__Work instruction__. Whatever the records hold, copy it exactly and completely.
BEGIN Given records
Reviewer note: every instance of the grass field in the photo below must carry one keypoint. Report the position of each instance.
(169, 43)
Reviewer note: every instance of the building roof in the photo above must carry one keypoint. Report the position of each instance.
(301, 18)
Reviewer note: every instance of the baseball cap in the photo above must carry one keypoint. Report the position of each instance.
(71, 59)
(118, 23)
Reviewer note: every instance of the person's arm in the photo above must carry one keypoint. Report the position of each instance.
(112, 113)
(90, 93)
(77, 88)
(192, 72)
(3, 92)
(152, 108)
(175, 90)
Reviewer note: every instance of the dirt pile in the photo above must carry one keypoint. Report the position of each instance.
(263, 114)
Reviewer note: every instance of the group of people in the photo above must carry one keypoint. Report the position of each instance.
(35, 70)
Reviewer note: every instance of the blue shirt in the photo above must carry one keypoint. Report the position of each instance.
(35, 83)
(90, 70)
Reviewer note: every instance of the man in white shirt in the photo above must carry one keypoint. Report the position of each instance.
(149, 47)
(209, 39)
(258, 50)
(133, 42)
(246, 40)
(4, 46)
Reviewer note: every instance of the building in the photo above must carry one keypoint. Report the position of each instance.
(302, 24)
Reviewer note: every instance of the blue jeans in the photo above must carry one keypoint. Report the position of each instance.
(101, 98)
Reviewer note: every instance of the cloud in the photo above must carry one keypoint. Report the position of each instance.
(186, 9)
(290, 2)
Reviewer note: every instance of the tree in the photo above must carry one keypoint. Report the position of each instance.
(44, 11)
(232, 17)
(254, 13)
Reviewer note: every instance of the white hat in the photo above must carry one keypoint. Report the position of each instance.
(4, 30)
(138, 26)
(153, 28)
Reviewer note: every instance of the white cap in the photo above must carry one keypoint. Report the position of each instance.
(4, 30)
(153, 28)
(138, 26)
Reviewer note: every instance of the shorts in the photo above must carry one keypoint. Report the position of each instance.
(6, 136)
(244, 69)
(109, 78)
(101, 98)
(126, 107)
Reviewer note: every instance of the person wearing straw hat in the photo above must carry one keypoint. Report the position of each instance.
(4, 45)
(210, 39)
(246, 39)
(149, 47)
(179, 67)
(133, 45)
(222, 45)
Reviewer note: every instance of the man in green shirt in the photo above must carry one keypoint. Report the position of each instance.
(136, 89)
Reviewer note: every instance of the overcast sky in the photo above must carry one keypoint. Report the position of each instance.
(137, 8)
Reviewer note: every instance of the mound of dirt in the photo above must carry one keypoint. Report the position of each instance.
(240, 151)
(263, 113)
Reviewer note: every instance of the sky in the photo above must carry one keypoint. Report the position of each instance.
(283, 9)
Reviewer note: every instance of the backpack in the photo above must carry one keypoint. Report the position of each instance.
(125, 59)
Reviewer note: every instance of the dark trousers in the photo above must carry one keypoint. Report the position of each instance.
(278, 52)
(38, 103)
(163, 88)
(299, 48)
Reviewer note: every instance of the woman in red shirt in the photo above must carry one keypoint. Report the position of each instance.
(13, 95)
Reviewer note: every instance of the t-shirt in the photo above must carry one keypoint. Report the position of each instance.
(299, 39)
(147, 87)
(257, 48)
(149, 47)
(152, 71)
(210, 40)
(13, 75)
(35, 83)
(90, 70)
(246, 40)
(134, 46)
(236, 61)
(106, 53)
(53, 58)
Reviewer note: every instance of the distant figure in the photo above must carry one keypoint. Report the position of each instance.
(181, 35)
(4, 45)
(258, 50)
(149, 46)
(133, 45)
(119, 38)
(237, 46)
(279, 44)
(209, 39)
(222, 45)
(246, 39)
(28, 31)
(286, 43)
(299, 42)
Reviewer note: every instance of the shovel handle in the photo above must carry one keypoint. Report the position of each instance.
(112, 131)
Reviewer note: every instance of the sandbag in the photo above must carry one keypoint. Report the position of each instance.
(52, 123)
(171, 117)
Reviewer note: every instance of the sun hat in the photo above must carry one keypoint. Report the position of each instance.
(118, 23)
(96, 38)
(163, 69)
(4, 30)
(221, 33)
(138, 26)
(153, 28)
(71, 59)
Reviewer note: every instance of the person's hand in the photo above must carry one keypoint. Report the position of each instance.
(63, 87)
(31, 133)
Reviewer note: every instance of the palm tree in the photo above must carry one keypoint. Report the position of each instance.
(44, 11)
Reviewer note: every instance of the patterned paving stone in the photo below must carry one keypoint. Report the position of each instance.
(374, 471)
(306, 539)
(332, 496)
END Given records
__Reply__.
Reviewer note: every instance of the grass field in the photo below must carry one keypoint. Report the position of each instance.
(169, 43)
Reviewer note: every instance of the building roof in the photo above must carry one keypoint. Report the position of each instance.
(301, 18)
Reviewer note: every instance of the baseball cap in the photo above must carry one keypoint. Report the position of each instance.
(71, 59)
(118, 23)
Reviewer note: every instance of the person's arm in the photo above must carry one keypoint. Report the position of each instance.
(112, 113)
(90, 93)
(77, 88)
(192, 72)
(3, 92)
(152, 108)
(175, 90)
Reviewer note: every instance of the dirt pile in the photo above must carry one keypoint. Report the position of each instance.
(263, 114)
Reviewer note: every instance of the group of people in the photo above must carry one keypoint. Report the position of each instance.
(35, 70)
Reviewer note: every instance of the blue shirt in the photo above must carry one keypoint. Report the position of each instance.
(35, 83)
(90, 70)
Reviewer note: every instance of the man in white shirt in the photo above must carry one keypoint. Report the position of each instance.
(149, 47)
(209, 39)
(258, 50)
(133, 42)
(246, 40)
(4, 46)
Reviewer note: every instance of the building in the photo above must carry one keypoint. Report the position of each instance.
(302, 24)
Reviewer note: every instance of the blue jeans in the photo above must carry one keypoint. Report the position of each instance.
(101, 98)
Reviewer note: every instance of the cloud in the photo above must carry one keypoint. Report the position of each instance.
(186, 9)
(290, 2)
Reviewer note: every instance of the tree in the photo above must carry one keypoint. Report the position of each instance.
(44, 11)
(232, 17)
(254, 13)
Reviewer note: every instance of the white hat in the photo above must carry one keypoint. Report the position of each instance.
(4, 30)
(138, 26)
(153, 28)
Reviewer note: every instance of the white cap in the photo above must carry one keypoint. Report the position of each instance.
(4, 30)
(153, 28)
(138, 26)
Reviewer note: every instance of the shorts in the photo above must carry one keypoint. Report the position of each instance.
(6, 136)
(244, 69)
(109, 78)
(101, 98)
(126, 107)
Reviewer note: every instance of the person wearing straw hat in the photo above must carry one keypoint. Report the position of each instance.
(4, 45)
(210, 39)
(246, 39)
(149, 47)
(179, 67)
(133, 45)
(222, 45)
Reviewer note: every instance of the man in green shirt in the photo above must carry one keypoint. Report the position of each instance.
(136, 89)
Reviewer note: every instance of the overcast sky in the photo above must carry one keypoint. Report the position of each instance.
(137, 8)
Reviewer note: every instance of the mound of dirt in the photo above must carry one keypoint. Report the position of each instance.
(240, 151)
(263, 113)
Reviewer note: every instance of the sky in the photo above must carry one keypoint. Report the position of each instance.
(283, 9)
Reviewer note: every instance of the backpack in the photo above must carry one keypoint. Report the position of each instance.
(125, 59)
Reviewer note: every instance of the dark trousers in the photo above must carry one keypoint. Report the position of each instance.
(278, 52)
(38, 103)
(163, 88)
(299, 48)
Reviewer note: every instance of the woman in red shirt in the photo above must carry one keypoint. Report the position of each instance.
(13, 95)
Reviewer note: every instance of the t-shirt in the photo above must carry one keypoint. Report the position of each instance.
(299, 39)
(147, 87)
(257, 48)
(149, 47)
(152, 71)
(210, 40)
(13, 75)
(35, 83)
(90, 70)
(246, 40)
(134, 46)
(236, 61)
(106, 53)
(53, 58)
Reviewer note: every instance of the distant figure in the photo above must carry one keypoint. Report the position of each instance.
(181, 35)
(4, 45)
(258, 50)
(149, 46)
(133, 45)
(119, 38)
(237, 46)
(279, 44)
(209, 39)
(222, 45)
(246, 39)
(28, 31)
(286, 43)
(299, 42)
Reviewer note: every instance of the shovel handle in the photo above must carry one keypoint. Report the position of each instance.
(112, 131)
Reviewer note: every instance of the sandbag in the photo above must carry one keypoint. Report the position of each instance.
(52, 123)
(171, 117)
Reviewer note: every instance of the sun hat in the photo above must carry one keypoint. Report the position of each instance.
(118, 23)
(96, 38)
(163, 69)
(4, 30)
(221, 33)
(138, 26)
(153, 28)
(71, 59)
Reviewer note: every instance of the person's hand in the photo above must carry one keypoint. Report the position of each instance.
(63, 87)
(31, 133)
Reviewer note: every instance of the palm tree in the photo above must carry one keypoint. Report the position of each instance.
(44, 11)
Reviewer note: every instance of the patterned paving stone in the photo below must carry one keypoint. Report the position of each instance.
(374, 471)
(306, 539)
(332, 496)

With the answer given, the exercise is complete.